**SUPPLIED RECORDS:**
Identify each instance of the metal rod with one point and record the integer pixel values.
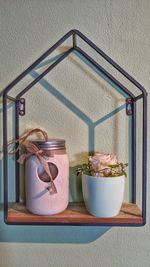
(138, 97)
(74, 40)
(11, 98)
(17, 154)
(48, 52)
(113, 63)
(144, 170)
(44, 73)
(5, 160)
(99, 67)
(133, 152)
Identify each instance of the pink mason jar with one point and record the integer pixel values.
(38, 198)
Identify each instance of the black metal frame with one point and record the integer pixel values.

* * *

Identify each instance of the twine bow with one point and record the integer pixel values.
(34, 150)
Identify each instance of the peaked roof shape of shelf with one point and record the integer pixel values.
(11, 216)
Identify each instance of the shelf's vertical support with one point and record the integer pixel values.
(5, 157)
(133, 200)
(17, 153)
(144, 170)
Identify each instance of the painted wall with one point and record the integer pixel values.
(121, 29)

**WRITTEN PROBLEM:**
Could you replace "integer" with "whole-number" in the lines starting with the line with "Identify each instance of the metal" and going on through the line with "Identify each instance of the black", giving only those lines back with nothing else changed? Leave the pictures out of your answer.

**THE RESULT:**
Identify each instance of the metal rod with one point and record the whole-number pixel values.
(138, 97)
(74, 40)
(11, 98)
(17, 154)
(48, 52)
(113, 63)
(144, 170)
(44, 73)
(5, 160)
(99, 67)
(133, 152)
Identify each instance of the pink mason jar with one point and record the whole-number pixel values.
(38, 198)
Identify each instance of the black metal frame with one point and record the whole-number pixel values.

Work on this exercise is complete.